[BEGIN DATA FOR THIS TASK]

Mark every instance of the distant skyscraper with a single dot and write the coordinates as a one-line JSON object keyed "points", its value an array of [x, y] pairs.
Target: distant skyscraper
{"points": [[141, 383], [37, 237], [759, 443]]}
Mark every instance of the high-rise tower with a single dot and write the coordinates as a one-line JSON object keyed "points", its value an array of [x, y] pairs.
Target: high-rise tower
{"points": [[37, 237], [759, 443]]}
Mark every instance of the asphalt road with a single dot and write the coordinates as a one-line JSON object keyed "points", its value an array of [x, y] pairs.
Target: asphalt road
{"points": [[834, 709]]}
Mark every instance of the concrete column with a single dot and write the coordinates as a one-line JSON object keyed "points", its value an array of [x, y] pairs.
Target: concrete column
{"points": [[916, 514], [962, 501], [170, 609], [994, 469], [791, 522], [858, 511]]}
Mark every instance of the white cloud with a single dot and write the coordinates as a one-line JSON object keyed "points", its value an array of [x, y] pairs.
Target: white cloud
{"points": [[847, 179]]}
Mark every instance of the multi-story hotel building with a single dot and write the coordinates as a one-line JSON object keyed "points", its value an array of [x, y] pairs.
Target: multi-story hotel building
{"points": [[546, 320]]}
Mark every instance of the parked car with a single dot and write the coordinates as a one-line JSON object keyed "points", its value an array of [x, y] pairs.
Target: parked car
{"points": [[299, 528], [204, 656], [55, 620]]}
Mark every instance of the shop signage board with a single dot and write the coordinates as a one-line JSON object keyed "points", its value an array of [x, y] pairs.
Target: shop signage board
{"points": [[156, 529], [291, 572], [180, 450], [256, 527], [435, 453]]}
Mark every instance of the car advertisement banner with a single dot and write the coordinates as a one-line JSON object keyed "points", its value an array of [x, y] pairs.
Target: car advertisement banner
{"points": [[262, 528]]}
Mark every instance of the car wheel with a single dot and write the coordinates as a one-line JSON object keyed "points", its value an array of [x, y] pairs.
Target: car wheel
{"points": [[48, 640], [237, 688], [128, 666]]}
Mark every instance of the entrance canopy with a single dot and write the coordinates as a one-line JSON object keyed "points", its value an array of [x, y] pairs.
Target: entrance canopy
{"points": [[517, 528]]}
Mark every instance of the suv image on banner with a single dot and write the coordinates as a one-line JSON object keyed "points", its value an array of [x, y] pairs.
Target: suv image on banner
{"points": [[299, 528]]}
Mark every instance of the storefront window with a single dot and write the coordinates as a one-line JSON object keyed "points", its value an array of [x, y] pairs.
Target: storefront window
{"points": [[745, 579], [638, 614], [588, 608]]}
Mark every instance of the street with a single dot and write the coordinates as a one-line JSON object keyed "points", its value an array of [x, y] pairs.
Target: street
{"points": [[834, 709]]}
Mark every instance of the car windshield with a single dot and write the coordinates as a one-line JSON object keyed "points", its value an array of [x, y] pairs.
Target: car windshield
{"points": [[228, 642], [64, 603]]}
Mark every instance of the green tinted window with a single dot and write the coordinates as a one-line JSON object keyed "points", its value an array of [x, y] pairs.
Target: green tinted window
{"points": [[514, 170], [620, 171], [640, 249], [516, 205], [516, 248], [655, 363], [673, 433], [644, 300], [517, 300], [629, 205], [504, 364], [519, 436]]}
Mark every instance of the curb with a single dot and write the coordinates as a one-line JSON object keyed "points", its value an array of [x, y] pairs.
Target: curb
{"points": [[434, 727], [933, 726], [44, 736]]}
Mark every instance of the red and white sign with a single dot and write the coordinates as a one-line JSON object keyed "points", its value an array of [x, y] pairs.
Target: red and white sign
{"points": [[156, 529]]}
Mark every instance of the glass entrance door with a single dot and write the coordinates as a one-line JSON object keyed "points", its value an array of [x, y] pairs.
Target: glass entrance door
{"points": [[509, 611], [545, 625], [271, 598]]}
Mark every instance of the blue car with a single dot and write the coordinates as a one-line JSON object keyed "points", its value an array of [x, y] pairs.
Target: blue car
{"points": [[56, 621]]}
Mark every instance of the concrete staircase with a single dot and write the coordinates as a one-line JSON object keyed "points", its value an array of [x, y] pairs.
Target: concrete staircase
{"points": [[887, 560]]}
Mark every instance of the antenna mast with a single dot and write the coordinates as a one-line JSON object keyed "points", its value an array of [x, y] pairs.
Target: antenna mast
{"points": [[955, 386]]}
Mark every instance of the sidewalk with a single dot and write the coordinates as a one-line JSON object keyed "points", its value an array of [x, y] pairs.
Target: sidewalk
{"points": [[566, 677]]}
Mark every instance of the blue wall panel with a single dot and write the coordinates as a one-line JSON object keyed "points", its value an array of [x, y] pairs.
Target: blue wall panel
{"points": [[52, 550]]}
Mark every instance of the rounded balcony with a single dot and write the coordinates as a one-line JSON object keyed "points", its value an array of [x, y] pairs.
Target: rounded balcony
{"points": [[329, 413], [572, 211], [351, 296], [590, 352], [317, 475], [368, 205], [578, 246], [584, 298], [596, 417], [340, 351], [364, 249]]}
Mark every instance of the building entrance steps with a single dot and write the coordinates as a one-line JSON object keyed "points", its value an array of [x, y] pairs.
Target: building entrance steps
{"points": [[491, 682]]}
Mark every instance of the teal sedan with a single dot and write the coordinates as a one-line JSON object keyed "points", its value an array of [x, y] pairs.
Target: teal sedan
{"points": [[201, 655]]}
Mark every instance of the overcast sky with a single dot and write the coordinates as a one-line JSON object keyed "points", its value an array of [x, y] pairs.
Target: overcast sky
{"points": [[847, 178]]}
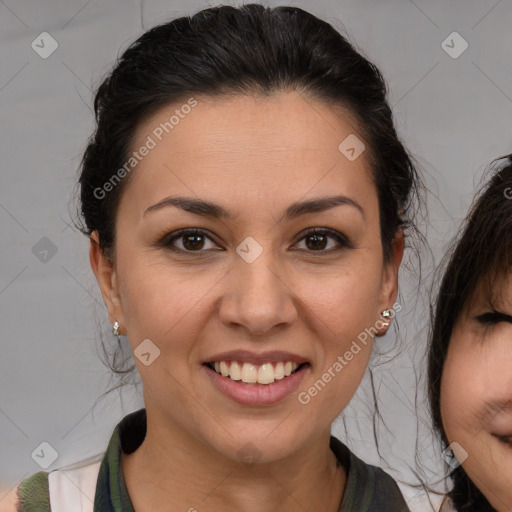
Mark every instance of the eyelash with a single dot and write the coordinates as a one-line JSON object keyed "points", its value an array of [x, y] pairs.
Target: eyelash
{"points": [[168, 239], [493, 318]]}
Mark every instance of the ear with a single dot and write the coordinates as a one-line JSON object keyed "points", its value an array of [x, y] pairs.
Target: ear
{"points": [[106, 275], [389, 288]]}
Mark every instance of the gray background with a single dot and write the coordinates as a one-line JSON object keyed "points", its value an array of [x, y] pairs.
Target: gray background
{"points": [[453, 114]]}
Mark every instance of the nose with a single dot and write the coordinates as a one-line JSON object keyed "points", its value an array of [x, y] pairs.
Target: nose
{"points": [[257, 297]]}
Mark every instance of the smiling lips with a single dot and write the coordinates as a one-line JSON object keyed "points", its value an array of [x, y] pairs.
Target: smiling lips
{"points": [[249, 373]]}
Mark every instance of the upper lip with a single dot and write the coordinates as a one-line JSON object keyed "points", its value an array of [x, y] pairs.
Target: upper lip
{"points": [[247, 356]]}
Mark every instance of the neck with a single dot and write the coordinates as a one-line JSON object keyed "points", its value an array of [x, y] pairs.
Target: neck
{"points": [[179, 470]]}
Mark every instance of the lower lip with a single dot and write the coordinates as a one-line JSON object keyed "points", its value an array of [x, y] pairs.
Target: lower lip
{"points": [[257, 394]]}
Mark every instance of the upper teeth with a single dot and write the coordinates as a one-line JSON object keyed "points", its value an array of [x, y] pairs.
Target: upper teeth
{"points": [[251, 373]]}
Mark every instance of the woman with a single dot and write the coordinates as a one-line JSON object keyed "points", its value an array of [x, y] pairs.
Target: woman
{"points": [[245, 195], [470, 354]]}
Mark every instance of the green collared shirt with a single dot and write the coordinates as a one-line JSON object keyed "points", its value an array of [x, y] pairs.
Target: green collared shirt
{"points": [[368, 488]]}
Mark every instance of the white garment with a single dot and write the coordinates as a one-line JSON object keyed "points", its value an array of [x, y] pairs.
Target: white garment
{"points": [[73, 489]]}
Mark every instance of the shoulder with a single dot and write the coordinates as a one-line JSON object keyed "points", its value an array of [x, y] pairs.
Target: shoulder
{"points": [[32, 494], [381, 492]]}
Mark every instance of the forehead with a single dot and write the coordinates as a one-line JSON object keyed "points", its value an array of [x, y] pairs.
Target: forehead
{"points": [[251, 145]]}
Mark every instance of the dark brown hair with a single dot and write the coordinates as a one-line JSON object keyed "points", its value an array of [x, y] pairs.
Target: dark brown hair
{"points": [[480, 256], [253, 50]]}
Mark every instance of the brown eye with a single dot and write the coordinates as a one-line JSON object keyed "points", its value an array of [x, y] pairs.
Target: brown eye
{"points": [[317, 240], [192, 240]]}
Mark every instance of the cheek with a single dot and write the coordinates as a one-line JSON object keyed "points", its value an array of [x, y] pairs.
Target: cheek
{"points": [[460, 393]]}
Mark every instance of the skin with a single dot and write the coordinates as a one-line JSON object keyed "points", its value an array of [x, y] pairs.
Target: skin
{"points": [[254, 156], [477, 373]]}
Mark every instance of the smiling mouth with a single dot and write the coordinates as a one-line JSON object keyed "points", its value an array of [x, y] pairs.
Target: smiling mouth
{"points": [[249, 373]]}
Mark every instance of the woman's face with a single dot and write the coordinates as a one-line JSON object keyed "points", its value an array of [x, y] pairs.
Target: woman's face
{"points": [[476, 395], [252, 289]]}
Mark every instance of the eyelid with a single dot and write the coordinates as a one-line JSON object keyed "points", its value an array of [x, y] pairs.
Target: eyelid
{"points": [[343, 241]]}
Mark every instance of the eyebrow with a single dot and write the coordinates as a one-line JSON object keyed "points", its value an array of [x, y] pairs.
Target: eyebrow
{"points": [[209, 209]]}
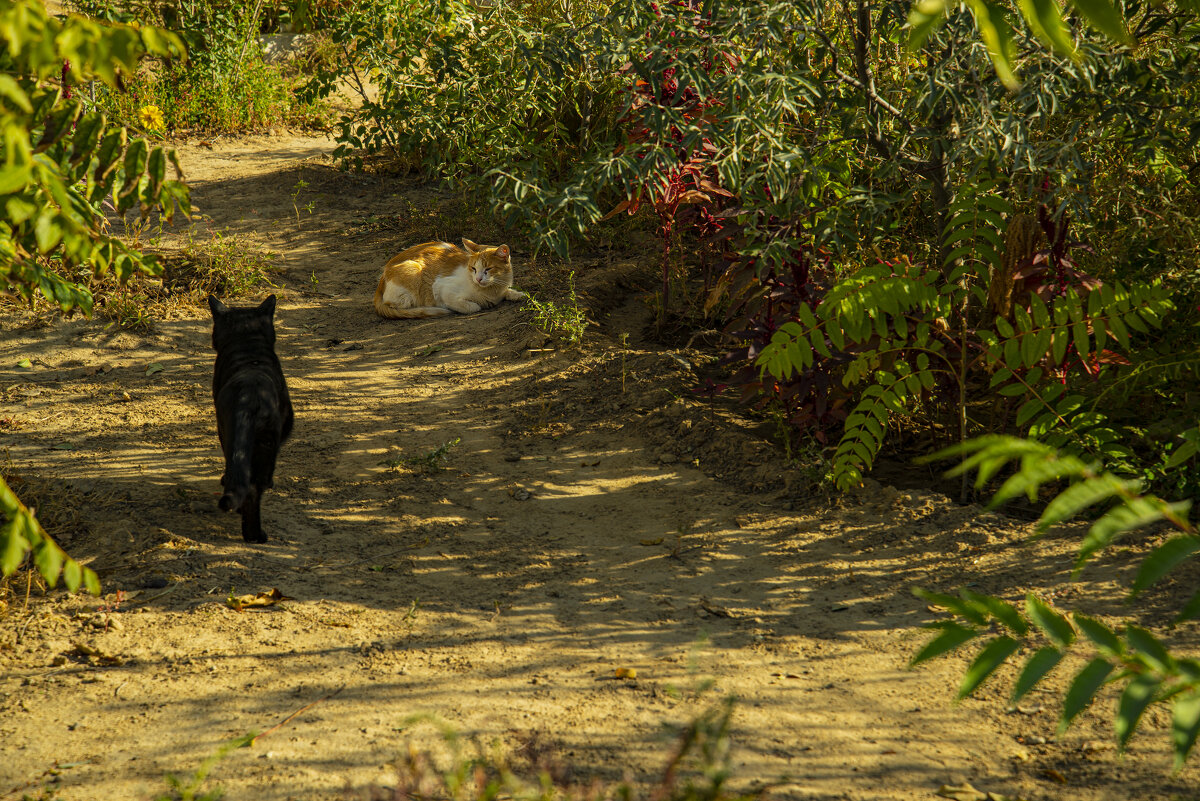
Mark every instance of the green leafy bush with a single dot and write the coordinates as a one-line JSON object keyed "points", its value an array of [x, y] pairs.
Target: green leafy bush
{"points": [[63, 164], [225, 84], [1128, 656], [63, 168]]}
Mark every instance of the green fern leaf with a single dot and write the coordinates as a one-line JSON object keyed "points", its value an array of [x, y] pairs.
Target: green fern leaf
{"points": [[1164, 559], [1055, 626], [1185, 726], [1137, 697], [1132, 515], [1081, 495], [1083, 690], [1033, 475], [994, 655]]}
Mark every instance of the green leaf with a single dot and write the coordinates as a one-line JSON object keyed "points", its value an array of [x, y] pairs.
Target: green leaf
{"points": [[1083, 494], [1150, 649], [1055, 626], [136, 156], [1132, 515], [47, 230], [1105, 18], [1000, 609], [16, 544], [12, 90], [88, 133], [1182, 453], [1137, 697], [1045, 20], [109, 152], [997, 34], [953, 636], [1043, 661], [923, 18], [1163, 559], [48, 558], [1185, 726], [990, 657], [1083, 690]]}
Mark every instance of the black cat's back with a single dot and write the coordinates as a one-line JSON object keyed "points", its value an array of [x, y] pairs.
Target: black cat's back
{"points": [[253, 408]]}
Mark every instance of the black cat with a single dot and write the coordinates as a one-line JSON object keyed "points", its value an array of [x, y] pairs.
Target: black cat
{"points": [[253, 409]]}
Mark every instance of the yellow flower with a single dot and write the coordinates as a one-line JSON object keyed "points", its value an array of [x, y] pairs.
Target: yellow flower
{"points": [[151, 118]]}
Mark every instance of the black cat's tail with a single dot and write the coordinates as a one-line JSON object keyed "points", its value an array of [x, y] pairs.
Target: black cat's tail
{"points": [[238, 465]]}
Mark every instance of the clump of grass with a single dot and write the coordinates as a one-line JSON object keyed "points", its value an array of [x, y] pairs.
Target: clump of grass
{"points": [[697, 769], [429, 462], [222, 264], [225, 85], [217, 264], [563, 323]]}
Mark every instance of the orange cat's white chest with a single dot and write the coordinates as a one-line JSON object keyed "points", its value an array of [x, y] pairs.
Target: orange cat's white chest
{"points": [[455, 287]]}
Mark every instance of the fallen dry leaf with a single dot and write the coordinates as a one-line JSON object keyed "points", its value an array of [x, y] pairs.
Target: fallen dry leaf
{"points": [[261, 600], [95, 656], [966, 793]]}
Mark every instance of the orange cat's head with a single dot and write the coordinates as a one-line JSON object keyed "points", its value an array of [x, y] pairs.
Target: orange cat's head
{"points": [[489, 265]]}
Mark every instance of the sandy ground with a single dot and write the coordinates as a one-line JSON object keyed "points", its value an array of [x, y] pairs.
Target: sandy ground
{"points": [[575, 529]]}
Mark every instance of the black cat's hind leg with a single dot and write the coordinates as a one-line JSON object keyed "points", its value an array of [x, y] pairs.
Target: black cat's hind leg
{"points": [[251, 519]]}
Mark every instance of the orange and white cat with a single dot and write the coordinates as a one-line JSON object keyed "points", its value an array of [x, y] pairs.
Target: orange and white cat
{"points": [[436, 278]]}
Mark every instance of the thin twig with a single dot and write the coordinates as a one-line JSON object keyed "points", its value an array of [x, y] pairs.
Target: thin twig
{"points": [[289, 717]]}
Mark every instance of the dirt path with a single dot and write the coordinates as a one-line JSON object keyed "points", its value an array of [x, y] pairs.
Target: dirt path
{"points": [[575, 529]]}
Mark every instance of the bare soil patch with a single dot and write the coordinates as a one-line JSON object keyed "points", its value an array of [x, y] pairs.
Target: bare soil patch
{"points": [[576, 528]]}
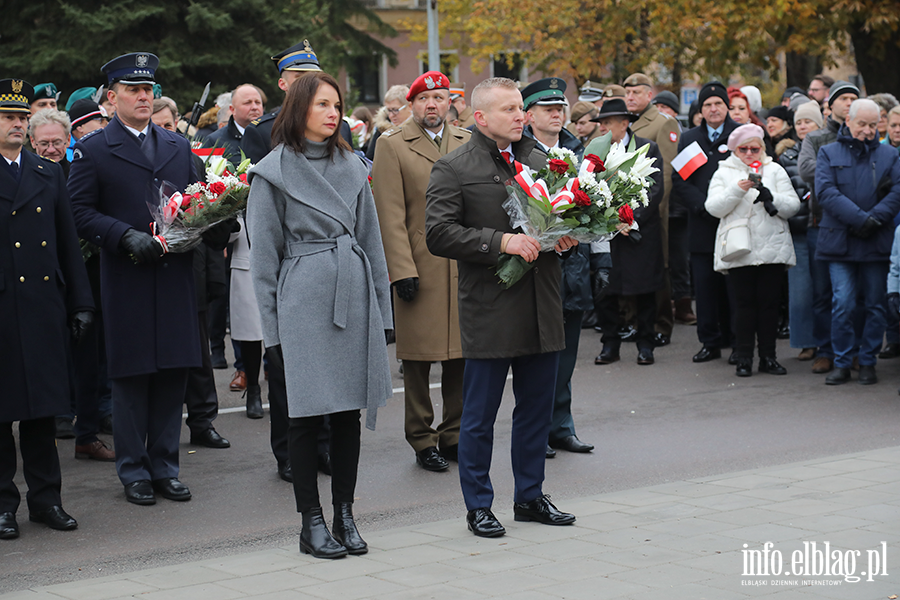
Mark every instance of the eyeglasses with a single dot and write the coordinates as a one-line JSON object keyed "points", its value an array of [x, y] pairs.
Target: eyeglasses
{"points": [[58, 144]]}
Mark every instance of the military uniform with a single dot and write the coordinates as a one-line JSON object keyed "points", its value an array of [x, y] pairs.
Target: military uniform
{"points": [[43, 284], [427, 328]]}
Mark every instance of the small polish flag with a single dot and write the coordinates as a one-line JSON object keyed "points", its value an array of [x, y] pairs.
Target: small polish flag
{"points": [[689, 160]]}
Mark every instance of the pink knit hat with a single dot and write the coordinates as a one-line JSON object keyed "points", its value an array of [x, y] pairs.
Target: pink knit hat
{"points": [[744, 133]]}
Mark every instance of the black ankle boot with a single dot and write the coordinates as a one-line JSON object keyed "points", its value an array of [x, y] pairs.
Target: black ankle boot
{"points": [[254, 402], [315, 538], [345, 529]]}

[END DATA FOR THIS TASK]

Return exactly the lines from the one containing "Mark every instance of the military" through the last line of the records above, both included, and nothing else.

Mark every instance of the military uniform with a single dot and write the coordinates as a one-line JSON object keyed "points", its value an array of [x, y] pairs.
Target: military uniform
{"points": [[43, 284], [427, 328]]}
Mark every instance of the small polish flag with a single dot and write the coordinates as a one-line JSON object keyed "points", its value an array of [x, y] pairs.
Target: small polish flag
{"points": [[689, 160]]}
Mark every instance of the pink knit hat with a single dot and write the coordinates as a one-line JSON object keyed "points", its value an array of [x, y] pairs.
Target: pink knit hat
{"points": [[744, 133]]}
Mark every instance of the black ankle boot with a single dot and write the coordinates as a one-line JSON object keyed "points", its value an array of [x, y] pairs.
Target: black ankle boot
{"points": [[254, 402], [315, 538], [345, 529]]}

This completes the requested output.